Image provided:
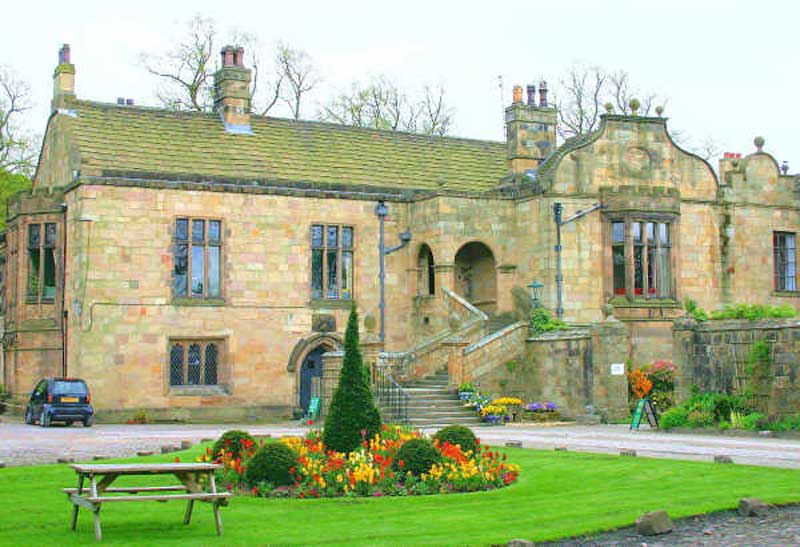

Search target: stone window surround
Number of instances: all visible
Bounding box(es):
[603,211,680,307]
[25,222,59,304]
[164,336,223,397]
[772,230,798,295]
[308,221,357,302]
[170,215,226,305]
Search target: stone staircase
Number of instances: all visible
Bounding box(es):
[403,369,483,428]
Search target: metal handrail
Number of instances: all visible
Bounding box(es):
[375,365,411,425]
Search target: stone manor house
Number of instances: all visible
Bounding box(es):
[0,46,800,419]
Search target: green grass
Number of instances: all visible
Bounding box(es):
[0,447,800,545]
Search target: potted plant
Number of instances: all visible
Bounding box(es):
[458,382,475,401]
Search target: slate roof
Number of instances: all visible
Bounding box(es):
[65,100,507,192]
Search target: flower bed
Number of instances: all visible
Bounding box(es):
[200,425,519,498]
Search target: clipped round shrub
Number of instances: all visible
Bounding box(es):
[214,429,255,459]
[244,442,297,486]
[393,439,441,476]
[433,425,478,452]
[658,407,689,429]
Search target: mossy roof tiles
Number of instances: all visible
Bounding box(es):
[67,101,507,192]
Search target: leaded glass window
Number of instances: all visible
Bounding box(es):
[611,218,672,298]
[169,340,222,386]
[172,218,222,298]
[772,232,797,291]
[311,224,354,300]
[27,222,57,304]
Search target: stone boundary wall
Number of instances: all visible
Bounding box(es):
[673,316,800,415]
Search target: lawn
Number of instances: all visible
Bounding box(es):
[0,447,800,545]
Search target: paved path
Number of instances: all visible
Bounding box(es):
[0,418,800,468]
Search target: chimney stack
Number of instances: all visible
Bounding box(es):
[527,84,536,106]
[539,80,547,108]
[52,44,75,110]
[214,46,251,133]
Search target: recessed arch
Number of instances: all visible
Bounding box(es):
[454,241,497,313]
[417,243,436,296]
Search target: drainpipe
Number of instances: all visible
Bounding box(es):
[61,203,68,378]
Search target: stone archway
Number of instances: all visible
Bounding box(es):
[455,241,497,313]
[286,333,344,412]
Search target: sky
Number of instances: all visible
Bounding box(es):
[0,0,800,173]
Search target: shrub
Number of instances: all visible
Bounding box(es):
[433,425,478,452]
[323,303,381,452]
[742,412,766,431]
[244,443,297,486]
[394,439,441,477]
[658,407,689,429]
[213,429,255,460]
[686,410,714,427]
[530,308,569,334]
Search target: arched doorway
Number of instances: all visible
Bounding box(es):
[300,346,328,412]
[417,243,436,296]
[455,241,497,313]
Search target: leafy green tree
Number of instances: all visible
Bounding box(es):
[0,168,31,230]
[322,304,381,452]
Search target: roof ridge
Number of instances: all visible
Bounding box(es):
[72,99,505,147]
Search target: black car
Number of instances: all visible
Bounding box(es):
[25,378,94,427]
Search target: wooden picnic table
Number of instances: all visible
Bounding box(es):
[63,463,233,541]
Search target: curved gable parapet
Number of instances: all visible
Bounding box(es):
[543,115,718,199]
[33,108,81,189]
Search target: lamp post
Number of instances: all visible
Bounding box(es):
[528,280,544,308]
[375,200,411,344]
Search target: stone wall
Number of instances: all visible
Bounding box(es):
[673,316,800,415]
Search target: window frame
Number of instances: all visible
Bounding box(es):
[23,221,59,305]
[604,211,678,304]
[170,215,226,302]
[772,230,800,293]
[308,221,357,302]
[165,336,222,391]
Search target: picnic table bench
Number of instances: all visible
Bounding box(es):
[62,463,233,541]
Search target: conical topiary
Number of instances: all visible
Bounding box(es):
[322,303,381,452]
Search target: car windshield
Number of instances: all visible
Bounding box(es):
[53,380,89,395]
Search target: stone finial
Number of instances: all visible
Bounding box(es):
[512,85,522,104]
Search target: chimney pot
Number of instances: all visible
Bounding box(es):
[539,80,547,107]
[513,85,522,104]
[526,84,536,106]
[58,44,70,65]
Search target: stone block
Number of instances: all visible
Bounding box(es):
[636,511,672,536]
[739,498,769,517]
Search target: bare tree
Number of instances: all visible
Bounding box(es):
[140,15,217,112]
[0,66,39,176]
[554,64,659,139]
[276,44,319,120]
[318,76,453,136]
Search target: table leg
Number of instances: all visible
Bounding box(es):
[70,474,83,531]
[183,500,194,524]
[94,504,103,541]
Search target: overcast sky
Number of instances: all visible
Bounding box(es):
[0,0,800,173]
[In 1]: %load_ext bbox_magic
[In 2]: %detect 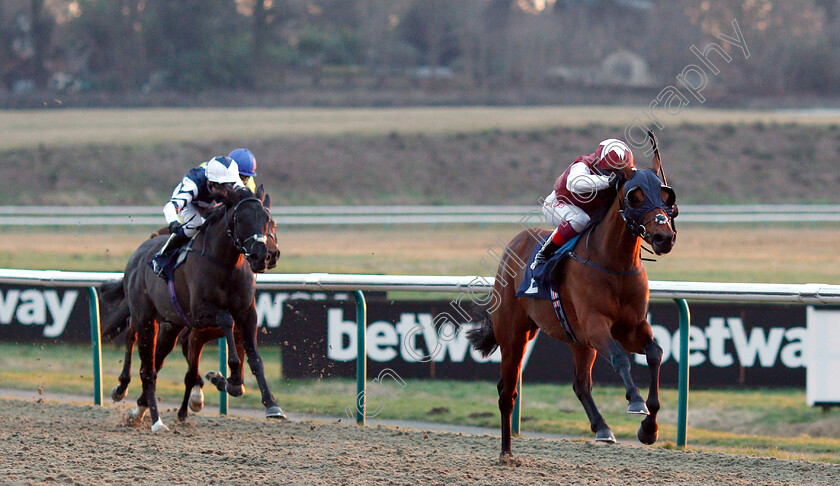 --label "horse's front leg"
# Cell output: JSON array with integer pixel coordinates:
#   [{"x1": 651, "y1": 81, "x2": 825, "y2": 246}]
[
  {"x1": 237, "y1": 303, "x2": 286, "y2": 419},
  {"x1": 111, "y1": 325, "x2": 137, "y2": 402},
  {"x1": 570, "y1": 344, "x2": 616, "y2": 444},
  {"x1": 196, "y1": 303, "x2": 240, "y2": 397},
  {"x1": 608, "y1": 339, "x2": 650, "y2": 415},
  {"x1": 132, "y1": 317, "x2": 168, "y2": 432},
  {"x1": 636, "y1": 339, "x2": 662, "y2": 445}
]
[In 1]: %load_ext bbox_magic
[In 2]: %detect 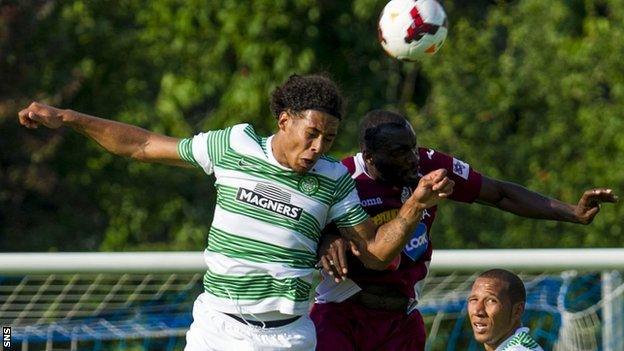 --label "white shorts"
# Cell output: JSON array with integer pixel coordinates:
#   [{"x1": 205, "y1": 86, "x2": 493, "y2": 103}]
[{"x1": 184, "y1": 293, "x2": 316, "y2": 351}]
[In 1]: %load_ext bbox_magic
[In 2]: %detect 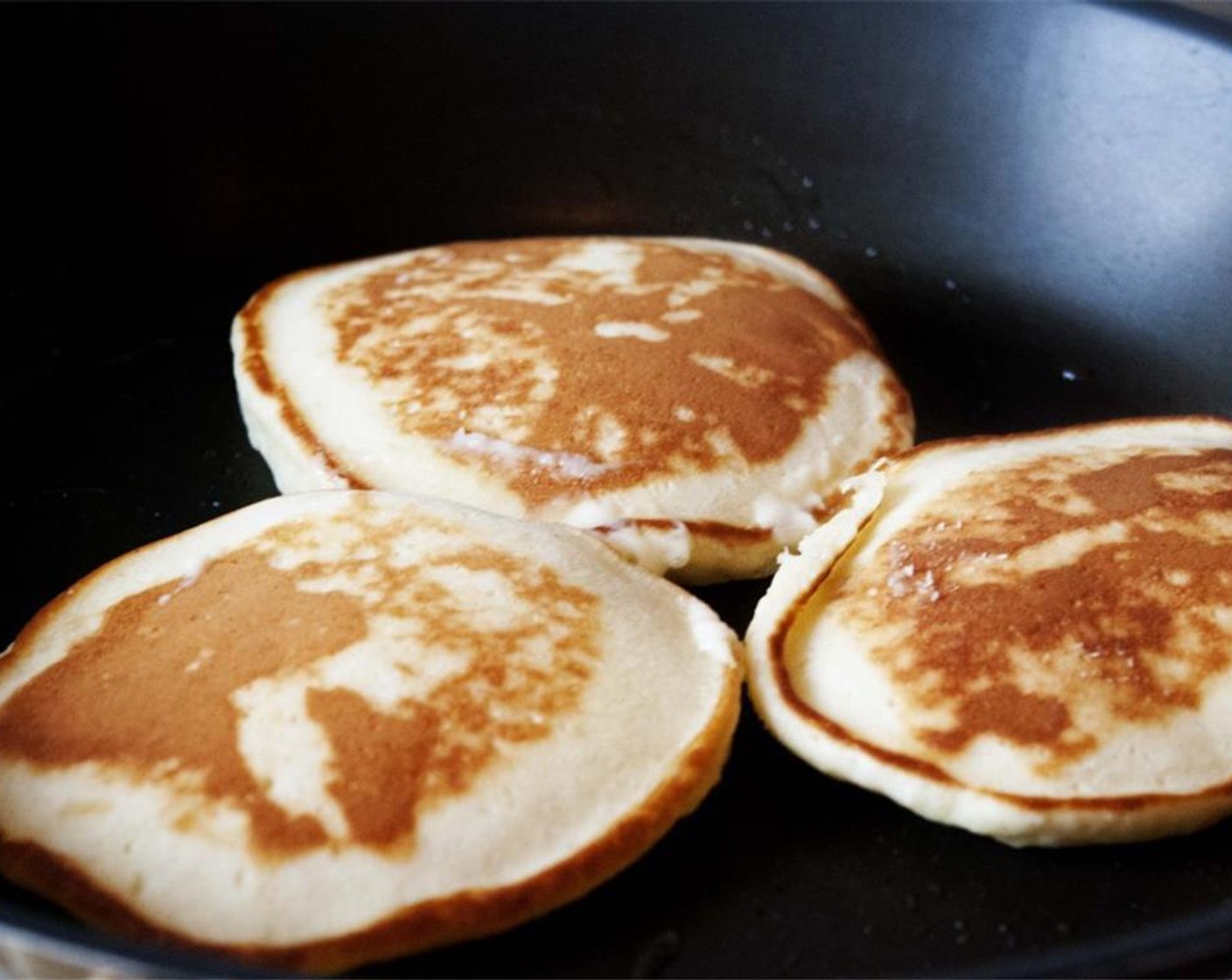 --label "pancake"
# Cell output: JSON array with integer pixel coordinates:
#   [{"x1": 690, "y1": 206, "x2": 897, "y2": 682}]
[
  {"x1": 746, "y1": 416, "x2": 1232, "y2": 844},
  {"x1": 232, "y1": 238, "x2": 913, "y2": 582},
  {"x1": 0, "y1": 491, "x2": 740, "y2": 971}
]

..............................

**WRITTEN TASK**
Find every line in the material that contains the word "stone" and copy each one in full. Match case exactly.

**FINAL ANSWER**
Search target: stone window surround
Search target: stone staircase
Search target: stone manor house
Search target: stone boundary wall
Search target: stone archway
Search target: stone wall
Search target: stone finial
Search target: stone block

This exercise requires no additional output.